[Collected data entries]
____

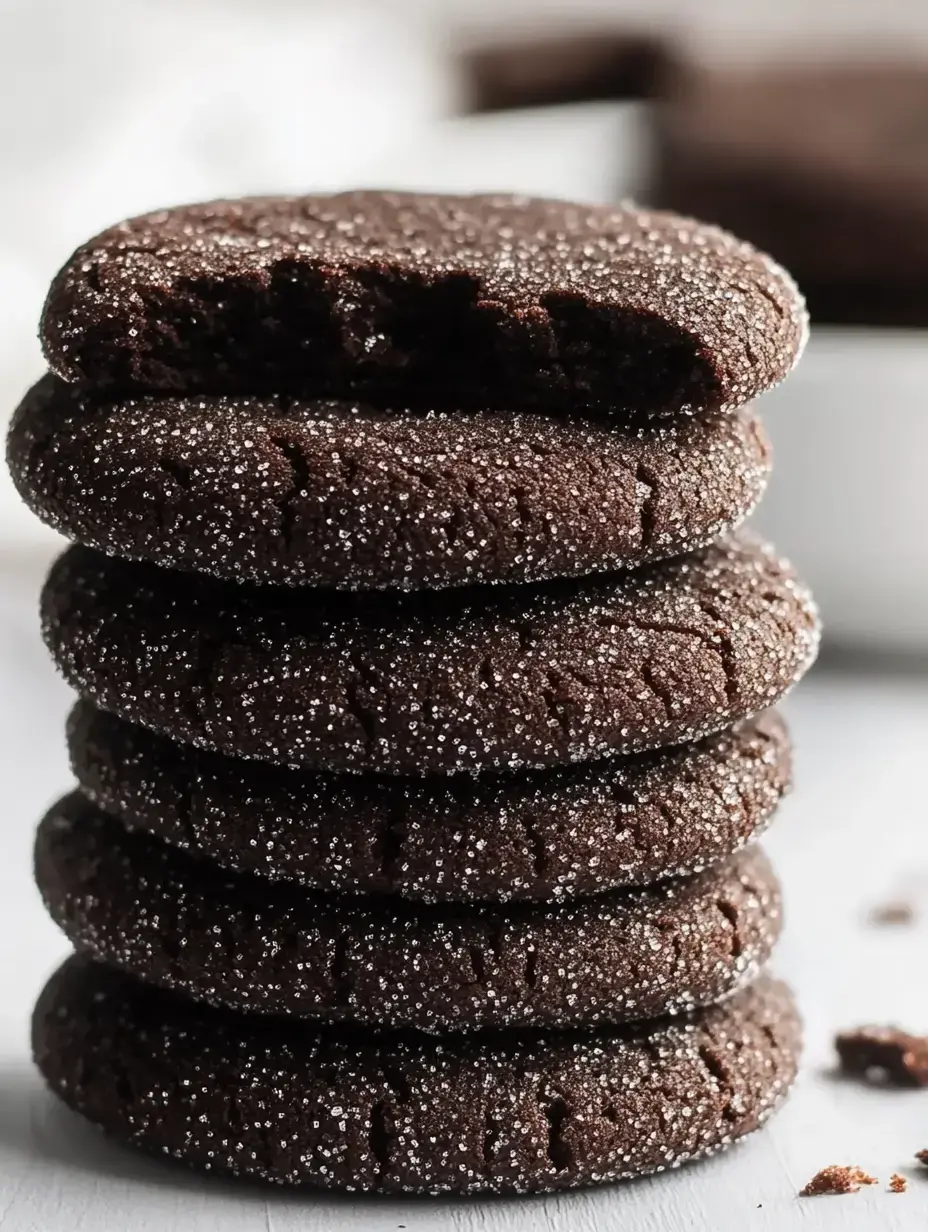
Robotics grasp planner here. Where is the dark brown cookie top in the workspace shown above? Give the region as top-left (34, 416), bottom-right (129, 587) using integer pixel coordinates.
top-left (9, 377), bottom-right (770, 589)
top-left (68, 702), bottom-right (791, 902)
top-left (649, 57), bottom-right (928, 325)
top-left (32, 958), bottom-right (801, 1194)
top-left (36, 793), bottom-right (780, 1031)
top-left (42, 536), bottom-right (817, 774)
top-left (42, 191), bottom-right (806, 413)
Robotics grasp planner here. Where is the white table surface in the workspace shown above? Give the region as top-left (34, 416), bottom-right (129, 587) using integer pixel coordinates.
top-left (0, 553), bottom-right (928, 1232)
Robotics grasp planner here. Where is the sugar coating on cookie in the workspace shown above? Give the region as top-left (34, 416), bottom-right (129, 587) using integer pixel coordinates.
top-left (9, 377), bottom-right (770, 589)
top-left (32, 958), bottom-right (801, 1194)
top-left (36, 795), bottom-right (780, 1031)
top-left (42, 535), bottom-right (818, 774)
top-left (68, 702), bottom-right (791, 902)
top-left (42, 191), bottom-right (807, 413)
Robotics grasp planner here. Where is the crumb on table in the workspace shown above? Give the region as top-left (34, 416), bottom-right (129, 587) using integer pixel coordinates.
top-left (870, 899), bottom-right (916, 925)
top-left (834, 1026), bottom-right (928, 1087)
top-left (800, 1163), bottom-right (877, 1198)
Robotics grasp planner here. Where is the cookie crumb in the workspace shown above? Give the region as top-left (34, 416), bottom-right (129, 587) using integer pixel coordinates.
top-left (799, 1163), bottom-right (877, 1198)
top-left (834, 1026), bottom-right (928, 1087)
top-left (869, 899), bottom-right (916, 928)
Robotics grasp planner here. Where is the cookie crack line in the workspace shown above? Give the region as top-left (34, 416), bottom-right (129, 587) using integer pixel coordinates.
top-left (41, 192), bottom-right (807, 414)
top-left (9, 377), bottom-right (770, 590)
top-left (43, 536), bottom-right (818, 775)
top-left (32, 958), bottom-right (800, 1195)
top-left (36, 797), bottom-right (780, 1032)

____

> [WORK TO COMPLETE]: Copy everything from the line containing "Robotics grasp planner here. Where is the crumb" down to the end of the data, requests included. In the answers only, multiply each pixel coordinate by 0.45 and round to a whole number, with halves rounded up. Leave the requests and their sample coordinates unchanged.

> [ANSWER TO THE PROBLEM]:
Robotics grasp planner here. Where is the crumb on table in the workspace shown above? Give the region as top-left (34, 416), bottom-right (129, 587) using integer pixel coordinates.
top-left (392, 405), bottom-right (412, 416)
top-left (375, 462), bottom-right (418, 489)
top-left (360, 523), bottom-right (395, 539)
Robotics grasp planner here. Where is the cookie crumb in the workspace shown above? Give the region as top-left (34, 416), bottom-right (129, 587) using integer pixel coordinates.
top-left (360, 523), bottom-right (395, 539)
top-left (375, 462), bottom-right (418, 489)
top-left (391, 405), bottom-right (412, 418)
Robotics grasp planner here. Where is the cookie crack line in the workspace shown above? Give the region as top-left (34, 416), bottom-right (129, 587) using integer pixel coordinates.
top-left (18, 86), bottom-right (363, 186)
top-left (4, 170), bottom-right (347, 266)
top-left (19, 241), bottom-right (368, 349)
top-left (14, 431), bottom-right (360, 538)
top-left (16, 359), bottom-right (351, 464)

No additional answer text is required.